Your objective >> Rewrite the lines below with every "sample" changed to "example" and nothing else altered, and omit the pictures.
**** Information provided
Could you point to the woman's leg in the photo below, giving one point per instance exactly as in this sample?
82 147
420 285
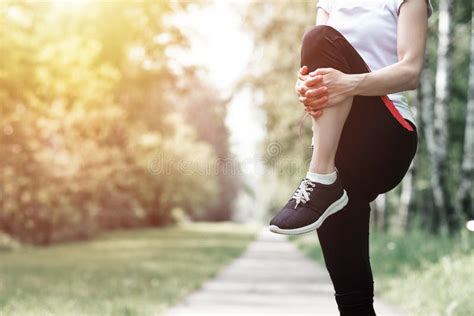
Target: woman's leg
373 154
327 130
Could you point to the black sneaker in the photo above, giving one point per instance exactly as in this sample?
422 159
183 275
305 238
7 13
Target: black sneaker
311 203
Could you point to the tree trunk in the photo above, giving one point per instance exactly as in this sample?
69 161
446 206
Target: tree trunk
378 207
407 195
464 203
439 153
434 214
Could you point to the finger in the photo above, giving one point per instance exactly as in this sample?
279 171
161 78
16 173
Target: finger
302 77
302 90
320 71
317 103
311 93
313 81
303 70
316 114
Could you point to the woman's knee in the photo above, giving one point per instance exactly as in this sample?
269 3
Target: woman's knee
319 50
316 33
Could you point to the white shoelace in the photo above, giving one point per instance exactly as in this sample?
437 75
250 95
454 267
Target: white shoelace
301 194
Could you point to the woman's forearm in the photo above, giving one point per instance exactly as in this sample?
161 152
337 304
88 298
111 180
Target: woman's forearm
391 79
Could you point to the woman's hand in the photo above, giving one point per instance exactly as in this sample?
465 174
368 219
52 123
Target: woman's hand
301 88
325 87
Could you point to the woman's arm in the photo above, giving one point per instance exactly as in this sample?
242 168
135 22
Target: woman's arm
411 43
401 76
321 19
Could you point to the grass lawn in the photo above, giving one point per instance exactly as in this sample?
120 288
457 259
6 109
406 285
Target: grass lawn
137 272
420 273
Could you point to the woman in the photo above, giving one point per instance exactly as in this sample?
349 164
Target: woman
354 65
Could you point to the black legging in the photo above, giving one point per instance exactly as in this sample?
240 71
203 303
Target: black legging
375 150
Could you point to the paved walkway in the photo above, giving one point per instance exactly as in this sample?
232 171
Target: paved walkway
272 277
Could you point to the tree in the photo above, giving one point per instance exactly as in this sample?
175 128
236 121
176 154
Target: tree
439 150
464 203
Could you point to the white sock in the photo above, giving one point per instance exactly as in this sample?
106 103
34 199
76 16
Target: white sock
********
The answer >>
Could you point to the woman's leg in the photo below, giving one point per instance exactly as in this example?
82 147
420 285
Target: woman's leg
373 154
327 130
Could you point to the black sneaker in the photo above, giving one point per instance exactly as in this example?
422 159
183 275
305 238
7 13
Target: black sneaker
311 203
Could you point to the tree trunk in the photo above, giving one point per instance exactly as in this example?
69 161
446 206
Target: tree trunk
378 207
407 195
464 203
439 153
434 214
Could you point to the finger in the photo above, giving one point per instance exactly as in this example?
279 171
161 78
16 173
Target: finger
302 77
302 90
320 71
317 103
311 93
313 81
303 70
316 114
Could you point to the woman's knee in the photo above, giving one point per instance exactly as in this example?
269 3
Target: woman's knee
319 50
316 33
Could you point to the white shoelace in the photo above, giving one point per instance exactly as in this example?
437 75
250 95
454 267
Target: white shoelace
301 194
Could you point to the woman's forearm in the photo above, giving one point per instance exactly as in this example?
161 152
337 304
88 298
111 180
Target: woman's forearm
391 79
Could you point to the woman's hand in the photo above, giving one point per instance exactly as in this example?
465 174
368 219
52 123
Target: woman's hand
301 88
325 87
Could you point to the woman's arm in the photo above, giving one point per instance exactly as in this example?
242 168
135 22
Target: woman's arm
411 43
401 76
321 19
Could you point to the grass lawn in the photo above, giving one point per instance exactly as in this example?
120 288
457 259
6 109
406 285
Target: grass lawn
137 272
420 273
Could you point to the woman in the photo above, giving one point per instance exactly as in this example?
349 164
Target: woman
354 65
Could you point to the black legging in the photo above, giving one point per instance exactly as in this example?
240 71
203 303
Target: black legging
375 150
Could you point to the paved walkway in the photo above, giving one point per instance exactly as in this example?
232 171
Target: paved walkway
272 277
Could you point to the tree in the photo above, giving one point per instance exactly as in this example?
175 128
236 121
176 154
Target: tree
439 150
464 203
Could you point to the white sock in the photo above, giving one point per instance exactly as in this example?
106 103
34 199
76 16
Target: white sock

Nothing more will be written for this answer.